課題.
- A) 次の(i)〜(iii)が羅漢の井をめぐる文章の内容と一致するかを「はい」または「いいえ」で答え、それぞれ判断の決め手となる本文の語句を引用してください。(i)投稿者の団体は各地の国分寺を巡るツアーを行っている。(ii)律令時代の国府の中心の国庁は、羅漢の井から直線で西北西方向にあったとされている。(iii)真間の井は亀井院の裏庭にある。
- B) 羅漢の井をめぐる文章から、「律令時代の国府の中心の国庁は」を含む語句で始まり「だとの伝えが詠われています)」で終わる部分を、一字も変えずに書き出してください。
- C) 羅漢の井をめぐる文章の続きを、最後の文の後から書いてください。

本文抜粋.
= = =

市川市の羅漢の井の話題、興味深く拝読いたしました。
当方、東京国分寺市の真姿の池湧水の観測グル-プの母体となっている団体では、全国の国分寺(天平時代の官寺)と湧水の関係を調査することをテ-マとして、各地の国分寺巡りツア-をやっています。
昨年の夏、下総の国分寺と国府跡をたずねました。そのツア-では、下総国府・国分寺と関係のあった湧水で現在も湧いている湧水をたずねることはできなかったのですが、羅漢の井はまさに、国府台のふもとの湧水のようですね。
ぜひ、行ってみたい湧水です。

by お水番 (2011-03-27 22:27) 

きたろう

お水番さん、訪問ありがとうございます。
律令時代の国府の中心の国庁は、写真#01の坂を上がって、突き当たりを右に行った所・羅漢の井からは直線で東南東方向約700m先の野球場のあたりにあったとされています。国分寺は、そこから。さらに東方向約800m先にあります。湧水に関して全く詳しく無いのですが、亀井院(市川市真間4丁目4番)の裏庭に真間の井という歴史的に有名な井戸があります。(万葉集に手児奈姫が水を汲んだとの伝えが詠われています)

= = =

[データソースの項目]
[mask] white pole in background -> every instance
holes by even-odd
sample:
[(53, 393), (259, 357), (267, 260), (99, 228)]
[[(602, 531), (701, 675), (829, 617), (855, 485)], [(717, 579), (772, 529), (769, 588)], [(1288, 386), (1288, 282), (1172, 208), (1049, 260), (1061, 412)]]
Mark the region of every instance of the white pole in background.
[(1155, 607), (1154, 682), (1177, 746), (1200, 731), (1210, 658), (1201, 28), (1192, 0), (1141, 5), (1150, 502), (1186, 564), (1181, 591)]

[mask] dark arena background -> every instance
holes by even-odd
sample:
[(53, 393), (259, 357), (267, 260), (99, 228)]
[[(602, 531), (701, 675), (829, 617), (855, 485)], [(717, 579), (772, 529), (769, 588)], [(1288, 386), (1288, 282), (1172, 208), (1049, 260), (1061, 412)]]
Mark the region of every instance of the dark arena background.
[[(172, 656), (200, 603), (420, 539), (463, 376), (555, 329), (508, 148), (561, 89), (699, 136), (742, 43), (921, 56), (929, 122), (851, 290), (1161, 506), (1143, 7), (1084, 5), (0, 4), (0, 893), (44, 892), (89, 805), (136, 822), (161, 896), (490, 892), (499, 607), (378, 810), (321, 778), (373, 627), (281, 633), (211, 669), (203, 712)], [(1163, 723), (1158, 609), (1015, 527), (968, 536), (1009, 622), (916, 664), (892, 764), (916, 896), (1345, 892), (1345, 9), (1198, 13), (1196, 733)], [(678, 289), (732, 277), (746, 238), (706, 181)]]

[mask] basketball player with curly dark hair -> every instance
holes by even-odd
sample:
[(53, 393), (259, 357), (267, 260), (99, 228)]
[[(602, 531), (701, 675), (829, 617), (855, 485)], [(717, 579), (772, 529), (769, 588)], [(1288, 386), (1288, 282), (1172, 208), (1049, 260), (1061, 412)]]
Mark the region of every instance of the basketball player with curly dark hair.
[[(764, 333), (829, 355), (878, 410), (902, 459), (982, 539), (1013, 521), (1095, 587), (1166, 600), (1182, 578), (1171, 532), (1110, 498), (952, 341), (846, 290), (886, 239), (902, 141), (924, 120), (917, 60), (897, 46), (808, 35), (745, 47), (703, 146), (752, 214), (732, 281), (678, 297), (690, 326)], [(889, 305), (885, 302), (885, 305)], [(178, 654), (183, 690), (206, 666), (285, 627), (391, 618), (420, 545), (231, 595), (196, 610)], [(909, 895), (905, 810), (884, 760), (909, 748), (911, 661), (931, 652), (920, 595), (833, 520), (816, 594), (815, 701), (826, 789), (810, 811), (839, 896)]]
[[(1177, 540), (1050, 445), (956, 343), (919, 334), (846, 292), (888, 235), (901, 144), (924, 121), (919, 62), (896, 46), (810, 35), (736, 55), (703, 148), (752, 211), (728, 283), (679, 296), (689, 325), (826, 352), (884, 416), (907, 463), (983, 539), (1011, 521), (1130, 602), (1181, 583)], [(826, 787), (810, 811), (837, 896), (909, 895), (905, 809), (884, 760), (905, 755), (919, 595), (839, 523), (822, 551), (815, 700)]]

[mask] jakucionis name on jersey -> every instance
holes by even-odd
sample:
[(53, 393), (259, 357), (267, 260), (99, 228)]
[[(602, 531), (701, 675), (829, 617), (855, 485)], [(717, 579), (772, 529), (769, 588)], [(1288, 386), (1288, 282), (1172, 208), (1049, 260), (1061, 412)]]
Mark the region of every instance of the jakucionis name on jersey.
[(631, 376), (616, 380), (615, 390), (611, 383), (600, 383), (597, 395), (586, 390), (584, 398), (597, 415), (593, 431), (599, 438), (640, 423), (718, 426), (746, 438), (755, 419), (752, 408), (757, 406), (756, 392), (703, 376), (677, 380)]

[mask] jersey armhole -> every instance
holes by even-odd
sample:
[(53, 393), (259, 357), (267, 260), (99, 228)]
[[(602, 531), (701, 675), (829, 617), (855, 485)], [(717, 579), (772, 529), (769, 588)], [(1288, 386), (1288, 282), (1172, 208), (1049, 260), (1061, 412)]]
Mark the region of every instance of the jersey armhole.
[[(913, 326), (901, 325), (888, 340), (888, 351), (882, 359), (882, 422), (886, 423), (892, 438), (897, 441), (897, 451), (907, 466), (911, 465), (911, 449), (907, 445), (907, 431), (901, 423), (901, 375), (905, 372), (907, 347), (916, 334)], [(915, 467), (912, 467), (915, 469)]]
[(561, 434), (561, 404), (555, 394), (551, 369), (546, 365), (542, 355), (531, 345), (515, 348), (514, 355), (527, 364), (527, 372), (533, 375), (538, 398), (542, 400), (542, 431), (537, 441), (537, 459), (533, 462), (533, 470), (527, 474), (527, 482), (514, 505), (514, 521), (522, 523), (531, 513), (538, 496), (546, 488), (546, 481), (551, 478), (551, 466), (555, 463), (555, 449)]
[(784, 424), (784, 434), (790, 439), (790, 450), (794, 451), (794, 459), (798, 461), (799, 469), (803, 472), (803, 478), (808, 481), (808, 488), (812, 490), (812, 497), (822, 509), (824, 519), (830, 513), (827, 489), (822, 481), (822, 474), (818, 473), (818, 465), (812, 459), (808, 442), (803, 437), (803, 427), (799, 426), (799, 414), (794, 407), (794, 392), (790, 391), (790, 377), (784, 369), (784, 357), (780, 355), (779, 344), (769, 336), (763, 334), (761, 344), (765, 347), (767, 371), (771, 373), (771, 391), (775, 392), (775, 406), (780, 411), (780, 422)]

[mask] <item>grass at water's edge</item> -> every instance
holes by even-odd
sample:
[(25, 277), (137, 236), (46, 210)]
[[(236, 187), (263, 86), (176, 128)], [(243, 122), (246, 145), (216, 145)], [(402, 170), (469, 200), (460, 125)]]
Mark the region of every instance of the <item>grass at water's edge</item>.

= = =

課題の解答.
- A)
(i)はい:「各地の国分寺巡りツア-をやっています」
(ii)いいえ:「羅漢の井からは直線で東南東方向約700m先の野球場のあたりにあったとされています」
(iii)はい:「亀井院(市川市真間4丁目4番)の裏庭に真間の井という歴史的に有名な井戸があります」

- B)
律令時代の国府の中心の国庁は、写真#01の坂を上がって、突き当たりを右に行った所・羅漢の井からは直線で東南東方向約700m先の野球場のあたりにあったとされています。国分寺は、そこから。さらに東方向約800m先にあります。湧水に関して全く詳しく無いのですが、亀井院(市川市真間4丁目4番)の裏庭に真間の井という歴史的に有名な井戸があります。(万葉集に手児奈姫が水を汲んだとの伝えが詠われています)

- C)
 地形的には、国分寺の東側に、たくさん湧水があると推定されますが、ここは今、外環道の建設で大変貌しつつあります。そういえば、数年前、環境保護のグループが、外環のコースを変更するよう要求していましたがその結末について、きたろうは認識していません。但し、この外環のコース付近は、律令時代頃川があったので、水には困らない地域でした。最近、遺跡も発見され、北下遺跡として、市川では話題になっています。